- Short task A: From the text on classifying semiconductor defects, reproduce word for word the part that opens with the words containing "Existing techniques for" and closes with "modes in cohort.".
- Short task B:
Answer these questions from the text on classifying semiconductor defects, each on its own line:
(i) By what factor may nuisance defects outnumber defects of interest, according to the example given?
(ii) What other name does the text give for the discriminant function?
(iii) What does each dimension of the multi-dimensional data correspond to?
- Short task C: Carry on the text on classifying semiconductor defects from the point where it stops.

— START OF Page text —

This disclosure relates to semiconductor inspection, and more specifically to classifying defects detected by semiconductor inspection.
Modern optical semiconductor-inspection tools use wavelengths that are significantly longer than the dimensions of a typical defect, often by an order of magnitude or more. As such, inspection tools cannot resolve the defects and thus cannot provide images showing the defects; instead, the inspection tools merely provide an indication that a defect has been detected. Furthermore, many of the detected defects are so-called nuisance defects that do not impact device functionality and are not of interest to process-integration and yield-improvement engineers. And nuisance defects may outnumber defects of interest, for example by a factor of 1000 or more. The high volume of nuisance defects makes it impractical to perform subsequent failure analysis (e.g., visualization using a scanning electron microscope) on all identified defects. The high volume of nuisance defects also makes it impossible to determine whether a wafer should be scrapped or reworked due to a high number of defects of interest.
Existing techniques for distinguishing defects of interest from nuisance defects are limited in their effectiveness. For example, a single best optical mode for distinguishing the two types of defects may be identified and used for inspection. This approach ignores information that other optical modes can provide. Other techniques that consider the union or intersection of inspection results for multiple modes fail to consider the multiple modes in cohort and thus are too simplistic.
Accordingly, there is a need for improved methods and systems of classifying defects. Such methods and systems may use inspection results for multiple modes in cohort.
In some embodiments, a defect-classification method includes scanning a semiconductor die in a semiconductor-inspection tool, using a plurality of optical modes. The method also includes steps performed in a computer system comprising one or more processors and memory storing instructions for execution by the one or more processors. The steps include identifying a plurality of defects on the semiconductor die based on results of the scanning. Respective defects of the plurality of defects correspond to respective pixel sets of the semiconductor-inspection tool. The scanning fails to resolve the respective defects. The results include multi-dimensional data based on pixel intensity for the respective pixel sets, wherein each dimension of the multi-dimensional data corresponds to a distinct mode of the plurality of optical modes. The steps also include, for the respective pixel sets, applying a discriminant function (which may also be referred to as a classification function) to the results to transform the multi-dimensional data into respective scores and, based at least in part on the respective scores, dividing the respective defects into distinct classes.
In some embodiments, a non-transitory computer-readable storage medium stores one or more programs for execution by one or more processors of a semiconductor-inspection system that includes a semiconductor-inspection tool. The one or more programs include instructions for causing a semiconductor-inspection tool to scan a semiconductor die using a plurality of optical modes and for identifying a plurality of defects on the semiconductor die based on results of the scanning. Respective defects of the plurality of defects correspond to respective pixel sets of the semiconductor-inspection tool. The scanning fails to resolve the respective defects. The results include multi-dimensional data based on pixel intensity for the respective pixel sets, wherein each dimension of the multi-dimensional data corresponds to a distinct mode of the plurality of optical modes. The one or more programs also include instructions for applying a discriminant function to the results for the respective pixel sets to transform the multi-dimensional data into respective scores and for dividing the respective defects into distinct classes, based at least in part on the respective scores.

— END OF Page text —
— START OF Recorded data —

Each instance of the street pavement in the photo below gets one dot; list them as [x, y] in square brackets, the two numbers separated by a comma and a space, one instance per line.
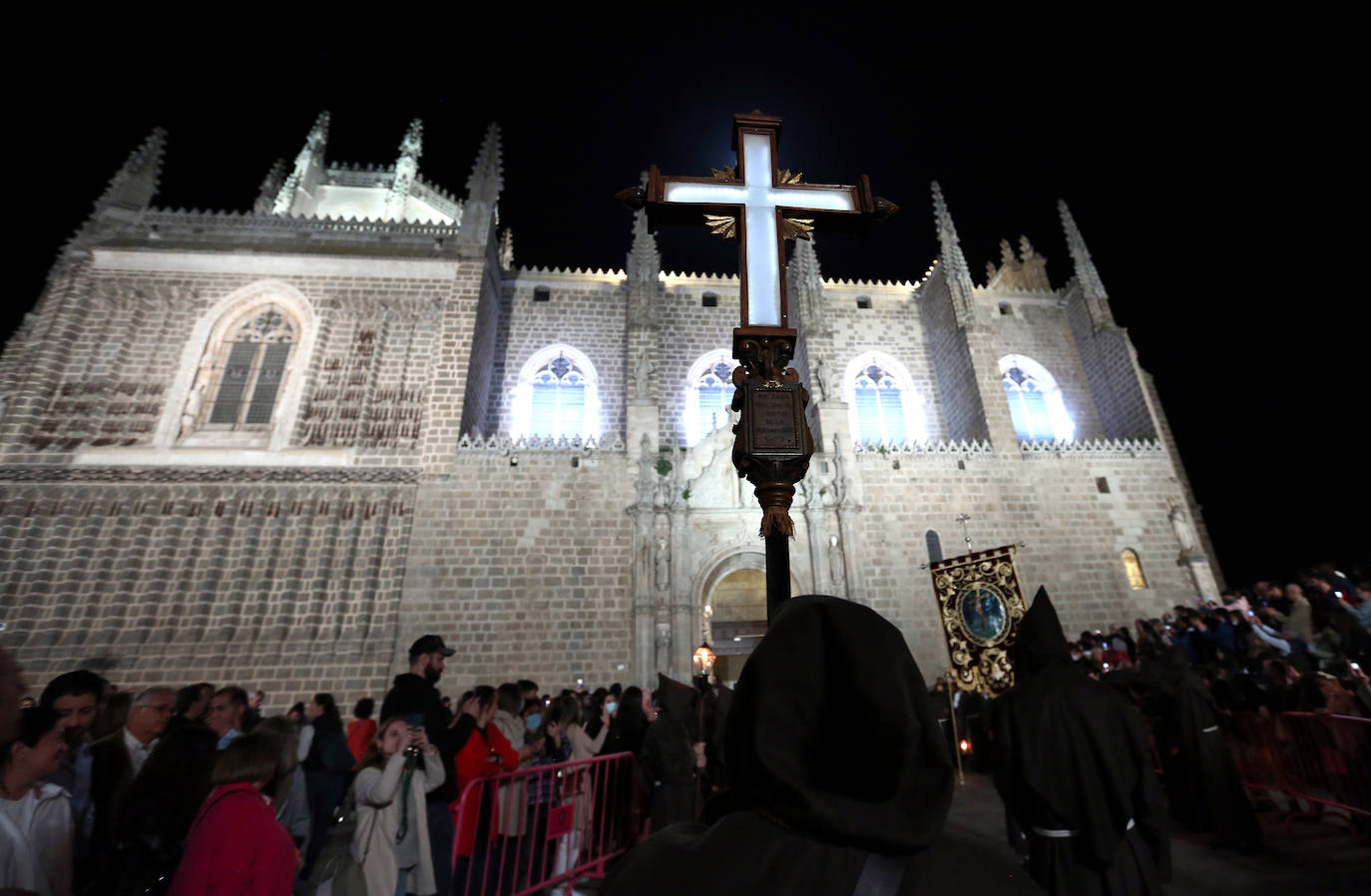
[1320, 859]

— END OF Recorded data —

- Written reply A:
Existing techniques for distinguishing defects of interest from nuisance defects are limited in their effectiveness. For example, a single best optical mode for distinguishing the two types of defects may be identified and used for inspection. This approach ignores information that other optical modes can provide. Other techniques that consider the union or intersection of inspection results for multiple modes fail to consider the multiple modes in cohort and thus are too simplistic.
Accordingly, there is a need for improved methods and systems of classifying defects. Such methods and systems may use inspection results for multiple modes in cohort.

- Written reply B:
(i) By a factor of 1000 or more.
(ii) A classification function.
(iii) A distinct mode of the plurality of optical modes.

- Written reply C:
For a better understanding of the various described implementations, reference should be made to the Detailed Description below, in conjunction with the following drawings.
Like reference numerals refer to corresponding parts throughout the drawings and specification.
Reference will now be made in detail to various embodiments, examples of which are illustrated in the accompanying drawings. In the following detailed description, numerous specific details are set forth in order to provide a thorough understanding of the various described embodiments. However, it will be apparent to one of ordinary skill in the art that the various described embodiments may be practiced without these specific details. In other instances, well-known methods, procedures, components, circuits, and networks have not been described in detail so as not to unnecessarily obscure aspects of the embodiments.
In some embodiments, each optical mode of the plurality of optical modes has (304) a distinct combination of optical characteristics. In some embodiments, the optical characteristics are selected from the group consisting of range of wavelengths, polarization, focus, transmission distribution in the illumination aperture, transmission distribution in the collection aperture, and phase-shift distribution in the collection aperture. For example, a first mode has a first polarization and a second mode has a second polarization distinct from the first polarization. In the same example or another example, the first mode has a first range of wavelengths and the second mode has a second range of wavelengths distinct from the first range of wavelengths.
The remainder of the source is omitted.